[Record extracts]
begin

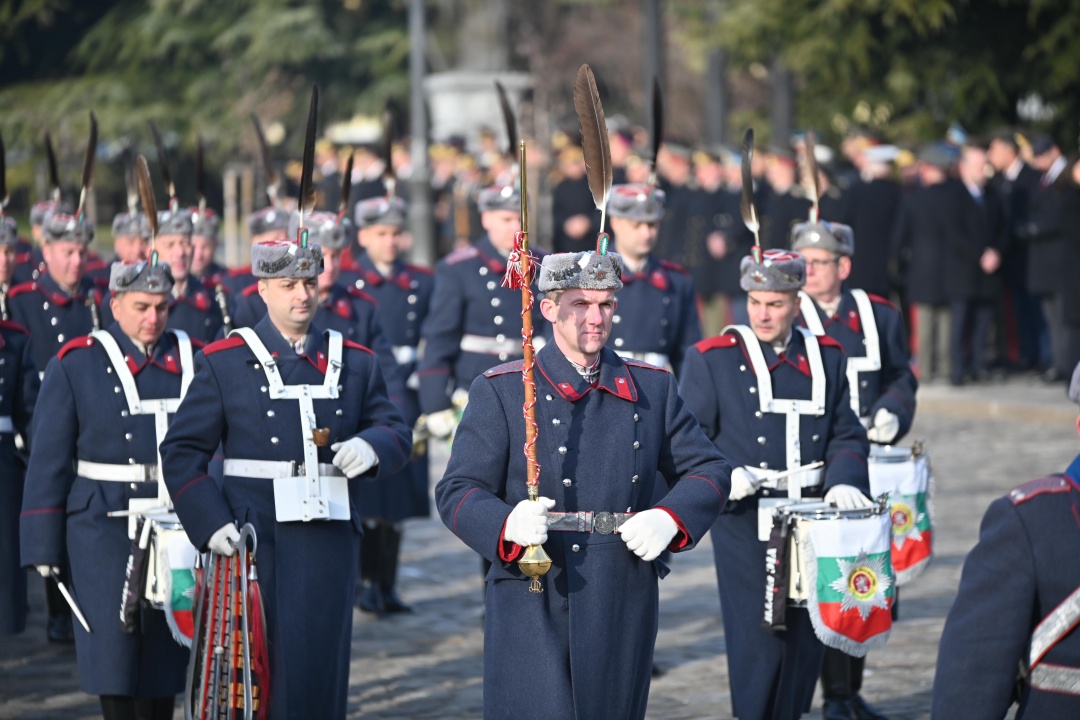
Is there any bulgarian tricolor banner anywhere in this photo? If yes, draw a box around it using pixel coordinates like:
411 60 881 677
869 448 933 586
801 513 895 657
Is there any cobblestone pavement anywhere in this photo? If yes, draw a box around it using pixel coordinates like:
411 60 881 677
0 379 1080 720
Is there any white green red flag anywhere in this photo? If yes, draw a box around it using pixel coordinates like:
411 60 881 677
804 514 896 657
869 454 933 586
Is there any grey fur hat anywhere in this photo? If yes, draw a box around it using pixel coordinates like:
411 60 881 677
41 213 94 245
247 207 288 235
739 250 807 293
0 215 18 247
288 212 356 250
538 250 622 293
356 195 408 228
109 260 175 295
112 213 150 240
252 240 323 279
476 185 522 213
792 220 855 258
608 185 666 222
158 207 194 235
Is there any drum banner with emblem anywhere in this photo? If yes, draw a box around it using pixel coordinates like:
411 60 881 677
869 444 933 587
802 514 895 657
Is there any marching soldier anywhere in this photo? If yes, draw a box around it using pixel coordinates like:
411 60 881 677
792 221 918 720
435 253 730 718
161 231 411 719
21 255 192 720
102 208 222 343
608 185 701 372
417 186 539 437
356 196 435 614
680 249 870 720
932 367 1080 720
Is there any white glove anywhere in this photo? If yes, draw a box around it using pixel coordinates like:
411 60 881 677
502 498 555 547
825 485 874 510
206 522 240 557
330 437 379 477
728 467 765 500
619 507 678 562
866 408 900 445
33 565 60 578
428 408 458 439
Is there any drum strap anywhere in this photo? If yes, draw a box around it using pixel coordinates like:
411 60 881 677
799 289 881 415
90 329 194 505
720 325 825 497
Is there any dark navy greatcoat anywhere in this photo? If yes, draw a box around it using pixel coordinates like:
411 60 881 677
417 235 546 412
21 323 188 697
161 318 411 719
932 458 1080 720
608 255 701 372
0 321 40 635
8 273 107 371
435 343 730 720
356 254 435 522
798 289 919 441
102 277 224 343
679 330 869 720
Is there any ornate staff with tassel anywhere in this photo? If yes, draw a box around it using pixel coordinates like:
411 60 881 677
496 82 551 593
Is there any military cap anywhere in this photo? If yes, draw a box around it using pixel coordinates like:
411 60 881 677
0 215 18 247
792 220 855 258
739 250 807 293
288 212 356 250
112 213 150 240
608 185 666 222
30 200 75 226
158 208 194 235
247 207 288 235
1069 363 1080 404
252 240 323 279
537 250 622 293
109 260 175 295
41 213 94 245
191 207 221 242
356 195 408 228
476 185 522 213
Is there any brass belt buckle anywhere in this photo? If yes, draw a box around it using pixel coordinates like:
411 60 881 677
593 512 615 535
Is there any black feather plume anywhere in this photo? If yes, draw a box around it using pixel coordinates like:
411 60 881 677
740 127 761 250
573 65 615 232
299 85 319 220
45 130 60 203
649 77 664 187
76 110 97 216
495 80 517 161
252 112 278 207
150 120 176 201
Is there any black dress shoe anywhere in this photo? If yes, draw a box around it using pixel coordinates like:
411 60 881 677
45 611 75 644
848 693 889 720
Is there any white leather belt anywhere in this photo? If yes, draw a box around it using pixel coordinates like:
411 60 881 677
225 460 345 480
76 460 158 483
459 334 524 356
393 345 417 365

end

[Given request] Please rewrite the material above as a Markdown table with the columns Row and Line. Put the row number in Row and one text line in Line, skipping blank lines and leaving out the picture.

[Response]
| Row | Line |
|---|---|
| 1 | Is there any bulgarian tricolor banner anywhere in this photo? If yes, draw a box around it using pixel coordinates like: |
| 2 | 411 60 881 677 |
| 3 | 869 448 933 586 |
| 4 | 801 513 895 657 |
| 5 | Is there any cobblestone pavement anywhere in this photo? If yes, draw a box around it using pixel coordinates like: |
| 6 | 411 60 881 677 |
| 7 | 0 379 1080 720 |
| 8 | Is there any white green red flag anywhere in this photo? If yes, draw a box around it using pixel coordinates like: |
| 9 | 411 60 881 677 |
| 10 | 804 514 896 657 |
| 11 | 869 454 933 586 |
| 12 | Is there any grey fur hat anywhere in this photo? If yes, draw a box around it using pixel coordinates like: |
| 13 | 411 60 881 677 |
| 14 | 41 213 94 245 |
| 15 | 247 207 288 235 |
| 16 | 739 250 807 293 |
| 17 | 0 215 18 247 |
| 18 | 288 212 356 250 |
| 19 | 538 250 622 293 |
| 20 | 356 195 408 228 |
| 21 | 109 260 175 295 |
| 22 | 112 213 150 240 |
| 23 | 252 240 323 279 |
| 24 | 476 185 522 213 |
| 25 | 792 220 855 258 |
| 26 | 608 185 666 222 |
| 27 | 158 207 194 235 |
| 28 | Is there any drum banner with emblem anywhere in this photo? If yes, draw a box around it using pixel coordinates like: |
| 29 | 411 60 881 677 |
| 30 | 869 444 933 587 |
| 31 | 802 514 895 657 |
| 32 | Is there any marching soldier anywhere in this photo? If yes, draw a box around it using pixel coordinates like: |
| 33 | 411 60 881 677 |
| 34 | 792 221 918 720 |
| 35 | 435 253 730 718 |
| 36 | 161 231 411 719 |
| 37 | 21 255 192 720 |
| 38 | 102 208 222 343 |
| 39 | 608 185 701 372 |
| 40 | 417 186 539 437 |
| 41 | 356 196 435 614 |
| 42 | 680 249 870 720 |
| 43 | 932 367 1080 720 |
| 44 | Is there any white glove anywhere in this photo? If yes, draw a box around it using pixel coordinates like: |
| 45 | 411 60 881 677 |
| 46 | 502 498 555 547 |
| 47 | 825 485 874 510 |
| 48 | 206 522 240 557 |
| 49 | 330 437 379 477 |
| 50 | 728 467 765 500 |
| 51 | 619 507 678 562 |
| 52 | 866 408 900 445 |
| 53 | 33 565 60 578 |
| 54 | 428 408 458 439 |
| 55 | Is there any drum strap anywhere in this photo? If yes, draw a box around it using pixel coordinates like: |
| 56 | 411 60 881 677 |
| 57 | 799 289 881 415 |
| 58 | 90 329 194 505 |
| 59 | 720 325 825 497 |
| 60 | Is there any dark navy greatcoat anywhere in this photo? If yes, draw a box around it using pixel coordinates like: |
| 61 | 411 60 881 677 |
| 62 | 417 235 546 412 |
| 63 | 21 323 188 697 |
| 64 | 161 318 411 719 |
| 65 | 932 458 1080 720 |
| 66 | 608 255 701 372 |
| 67 | 0 321 40 635 |
| 68 | 8 273 107 371 |
| 69 | 435 343 730 720 |
| 70 | 356 254 435 522 |
| 71 | 798 289 919 441 |
| 72 | 102 277 224 343 |
| 73 | 679 330 869 720 |
| 74 | Is there any ornate staff with tassel anywhere in this photo? If yes, draw a box around it using pixel coordinates like: |
| 75 | 411 60 881 677 |
| 76 | 496 82 551 593 |
| 77 | Is there any military cap anywhere in this photo? If yes, draw a box around it using pixel coordinates like: |
| 78 | 411 60 881 677 |
| 79 | 0 215 18 247 |
| 80 | 792 220 855 258 |
| 81 | 739 250 807 293 |
| 82 | 288 212 356 250 |
| 83 | 112 213 150 240 |
| 84 | 608 185 666 222 |
| 85 | 30 200 75 226 |
| 86 | 158 208 194 235 |
| 87 | 247 207 288 235 |
| 88 | 1069 363 1080 404 |
| 89 | 252 240 323 279 |
| 90 | 537 250 622 293 |
| 91 | 109 260 175 295 |
| 92 | 41 213 94 245 |
| 93 | 191 207 221 242 |
| 94 | 356 195 408 228 |
| 95 | 476 185 522 213 |
| 96 | Is there any brass belt buckle anywhere in this photo? If yes, draw a box around it using pixel coordinates like: |
| 97 | 411 60 881 677 |
| 98 | 593 512 615 535 |
| 99 | Is there any black feather plume anywhere in this photo? If yes, draw a box around it using pixel coordinates like: |
| 100 | 411 60 881 677 |
| 101 | 740 127 761 250 |
| 102 | 573 65 615 232 |
| 103 | 299 85 319 220 |
| 104 | 45 130 60 203 |
| 105 | 649 77 664 187 |
| 106 | 76 110 97 216 |
| 107 | 495 80 517 161 |
| 108 | 252 112 278 207 |
| 109 | 150 120 176 201 |
| 110 | Is there any black dress shoe anywhere in this photo? If yes, draw a box around it using pixel coordinates like: |
| 111 | 411 60 881 677 |
| 112 | 45 611 75 644 |
| 113 | 848 693 889 720 |
| 114 | Is there any white leather belt anywhere in this photo? If yes, draw a box around it using pixel coordinates like: |
| 115 | 411 60 881 677 |
| 116 | 225 460 345 480 |
| 117 | 76 460 158 483 |
| 118 | 459 334 524 356 |
| 119 | 393 345 417 365 |